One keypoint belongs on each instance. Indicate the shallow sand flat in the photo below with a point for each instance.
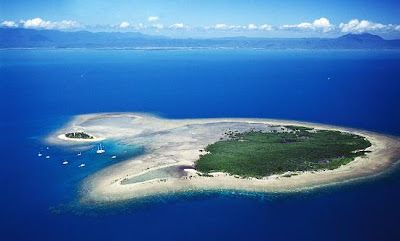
(178, 142)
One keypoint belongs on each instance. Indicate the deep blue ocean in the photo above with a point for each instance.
(40, 90)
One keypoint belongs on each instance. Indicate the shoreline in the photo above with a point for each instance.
(179, 145)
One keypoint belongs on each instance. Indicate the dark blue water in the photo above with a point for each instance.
(40, 90)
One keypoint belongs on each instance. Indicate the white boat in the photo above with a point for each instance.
(100, 149)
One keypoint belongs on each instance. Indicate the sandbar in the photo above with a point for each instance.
(171, 148)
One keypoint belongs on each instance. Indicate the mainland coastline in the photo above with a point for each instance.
(174, 146)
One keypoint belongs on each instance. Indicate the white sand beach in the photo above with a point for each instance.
(178, 143)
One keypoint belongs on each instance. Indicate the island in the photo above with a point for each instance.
(226, 154)
(291, 149)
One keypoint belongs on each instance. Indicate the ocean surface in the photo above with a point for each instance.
(41, 90)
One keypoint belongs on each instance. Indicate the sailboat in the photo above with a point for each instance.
(100, 149)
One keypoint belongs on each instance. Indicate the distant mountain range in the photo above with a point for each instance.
(29, 38)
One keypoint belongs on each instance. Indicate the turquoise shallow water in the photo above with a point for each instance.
(42, 89)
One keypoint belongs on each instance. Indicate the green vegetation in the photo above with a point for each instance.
(259, 154)
(78, 135)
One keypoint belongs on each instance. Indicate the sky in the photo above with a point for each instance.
(208, 18)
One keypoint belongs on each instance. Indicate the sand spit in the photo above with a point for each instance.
(178, 143)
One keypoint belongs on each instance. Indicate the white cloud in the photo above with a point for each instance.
(158, 26)
(9, 24)
(38, 23)
(124, 25)
(252, 27)
(265, 27)
(177, 26)
(356, 26)
(153, 18)
(321, 24)
(222, 26)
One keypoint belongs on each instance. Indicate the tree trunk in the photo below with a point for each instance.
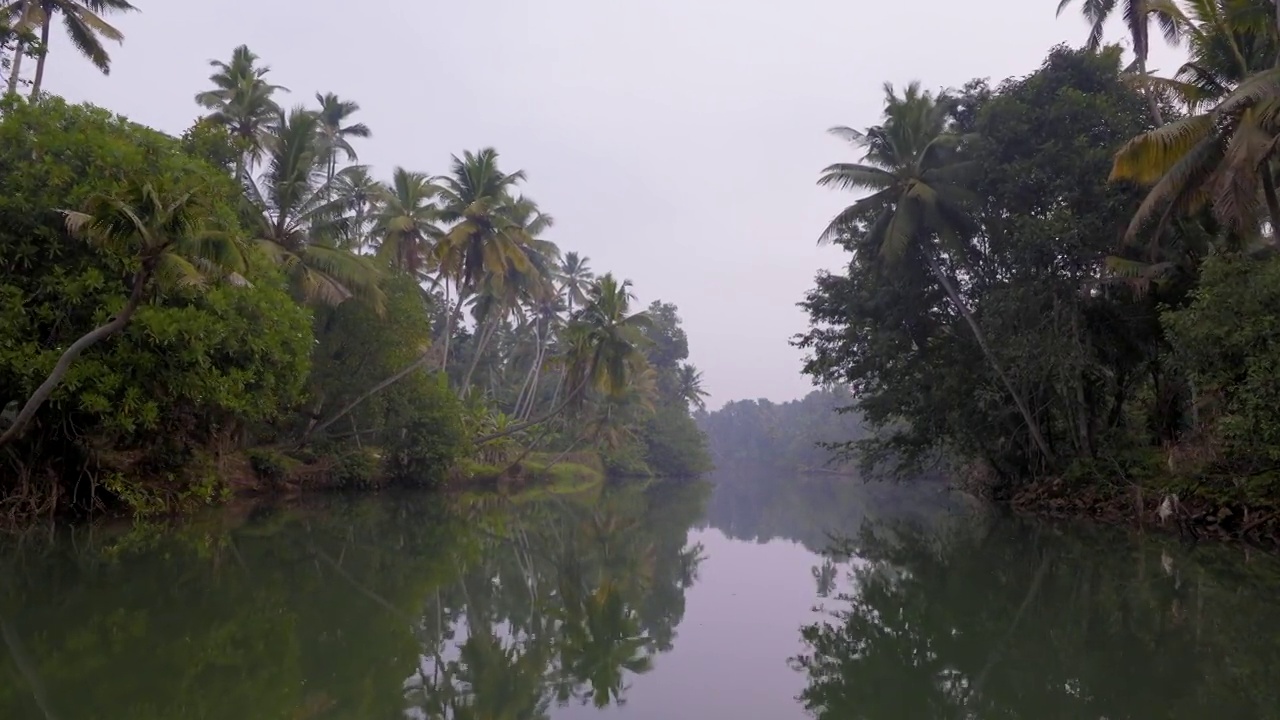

================

WHAT YOU NEED TO DO: Reproduce the entries above exactly. Do not include the images.

RESULT:
One keypoint belongs on each instance. Indicate the shallow sand flat in the photo below with a point for each instance.
(178, 142)
One keypoint belongs on each instance. Indicate the deep blue ocean in the photo above with a point for each instance.
(40, 90)
One keypoint belongs on each instance. Indicate the shoreline in the photo above with a point for each instance.
(179, 145)
One keypoint belongs on each instance. Indicate the dark blue water in the photo above with a point for each instance.
(40, 90)
One keypoint belongs on each instance. Indicate the white boat in the photo above with a point for each instance.
(100, 149)
One keypoint belongs on each instance. Indicate the sandbar in the photo above with a point for each instance.
(171, 148)
One keypoint belongs on each instance. Indicate the mainland coastline in the photo above with a point for each instance.
(174, 146)
One keypoint belongs on each instance. Indicate the white sand beach in the photo above with a point for each instance.
(178, 143)
One keypoint belongs on each instance. Indicate the island in the photo above with a point for each instance.
(226, 154)
(291, 149)
One keypoint belongs on each instance. Indicate the ocean surface in the photo above with a point for each instance.
(41, 90)
One keypoint belongs on each instance. Indicate the sailboat in the photo above with a point for each instance.
(100, 149)
One keypoint belongs on each instance. Indicate the distant mountain range in the photo above with a point for each instance.
(29, 38)
One keypoint belongs on each instance. Indicate the turquoise shallow water in the photo above with a point for each instance.
(42, 89)
One keypoint belongs on each instance. Indicate the green vegetation in the photo above with a point for each instance.
(259, 154)
(78, 135)
One keypoint belongs on each instance. Indicate the sky in the photo above with a point for each instance.
(208, 18)
One keypoint belongs on each instance. Indicate the sand spit in the photo above with a point for each instance.
(178, 143)
One keypoint belongs on each instance. Indicate the white cloud in the photo above with a point for each instance.
(158, 26)
(9, 24)
(38, 23)
(124, 25)
(252, 27)
(265, 27)
(177, 26)
(356, 26)
(153, 18)
(321, 24)
(222, 26)
One keypoint belongs on each instance. Indicate the tree trunk in the photo below with a point for each instance.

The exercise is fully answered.